EXTRACT:
╔══
The Ruthven's were close to the monarchy with Mary Queen of Scots visiting Ruthven Castle in 1565.

The Ruthven's were later involved in the imprisonment of Mary Queen of Scots, and held her son King James VI captive for 10 months. This led to a number of Ruthven's being executed and having their Land and Castle taken from them.

Ruthven Castle was then awarded to the Kings loyal followers the Murray's, leading to the Castle being re-named Huntingtower.

Huntingtower Castle History

1100s - the land to the northwest of Perth is believed to have been owned by the Ruthven Clan.

1488 - William Ruthven becomes 1st Lord Ruthven. It is believed he built the two main towers of Ruthven Castle around that time.

1565 - Patrick, 3rd Lord Ruthven, entertained Mary Queen of Scots and her husband Lord Darnley on their honeymoon.

1566 - Patrick Ruthven is involved in the murder of David Rizzio at Holyrood Palace in Edinburgh. Rizzio was the secretary of Mary.

Rizzio was stabbed 56 times by Lord Darnley and his friends after Darnley blamed Rizzio for getting Mary pregnant.

1567 February - Lord Darnley is murdered in the orchard of Kirk o' Field house, close to Holyrood, where he had been living.
╚══
INFORMATION PROVIDED:
╔══
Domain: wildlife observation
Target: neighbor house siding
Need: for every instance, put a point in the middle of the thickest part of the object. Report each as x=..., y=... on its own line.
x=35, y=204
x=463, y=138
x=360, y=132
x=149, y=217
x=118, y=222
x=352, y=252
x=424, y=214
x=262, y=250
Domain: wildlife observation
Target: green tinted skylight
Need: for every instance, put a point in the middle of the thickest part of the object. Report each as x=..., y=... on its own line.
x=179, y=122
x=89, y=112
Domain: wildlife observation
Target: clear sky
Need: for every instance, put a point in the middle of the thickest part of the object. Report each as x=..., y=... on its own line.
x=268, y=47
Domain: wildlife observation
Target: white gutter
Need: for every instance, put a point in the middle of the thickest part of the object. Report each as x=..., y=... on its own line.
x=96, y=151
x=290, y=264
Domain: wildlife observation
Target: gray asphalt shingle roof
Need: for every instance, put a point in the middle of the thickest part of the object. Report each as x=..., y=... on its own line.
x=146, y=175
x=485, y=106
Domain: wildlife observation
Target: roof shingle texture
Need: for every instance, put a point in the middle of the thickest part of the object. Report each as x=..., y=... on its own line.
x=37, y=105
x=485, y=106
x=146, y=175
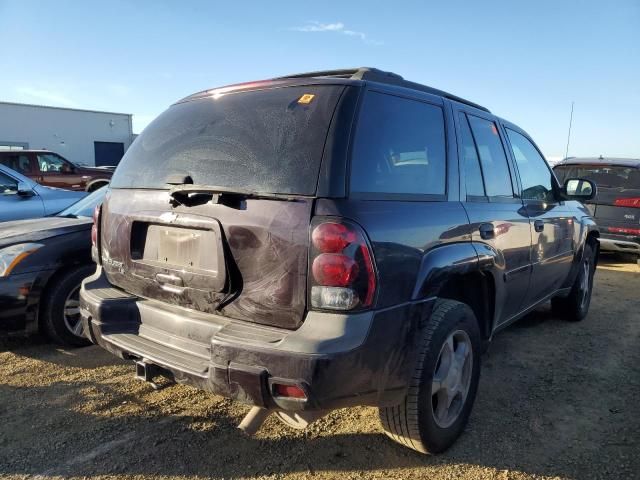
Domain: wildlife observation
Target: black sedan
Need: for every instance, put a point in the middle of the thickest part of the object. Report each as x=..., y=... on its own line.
╚══
TASK OBJECTIVE:
In the text on Huntingtower Castle's history, give the stretch from "1566 - Patrick" through "getting Mary pregnant." again, renaming "Rizzio" as "Riccio".

WRITTEN SOLUTION:
1566 - Patrick Ruthven is involved in the murder of David Riccio at Holyrood Palace in Edinburgh. Riccio was the secretary of Mary.

Riccio was stabbed 56 times by Lord Darnley and his friends after Darnley blamed Riccio for getting Mary pregnant.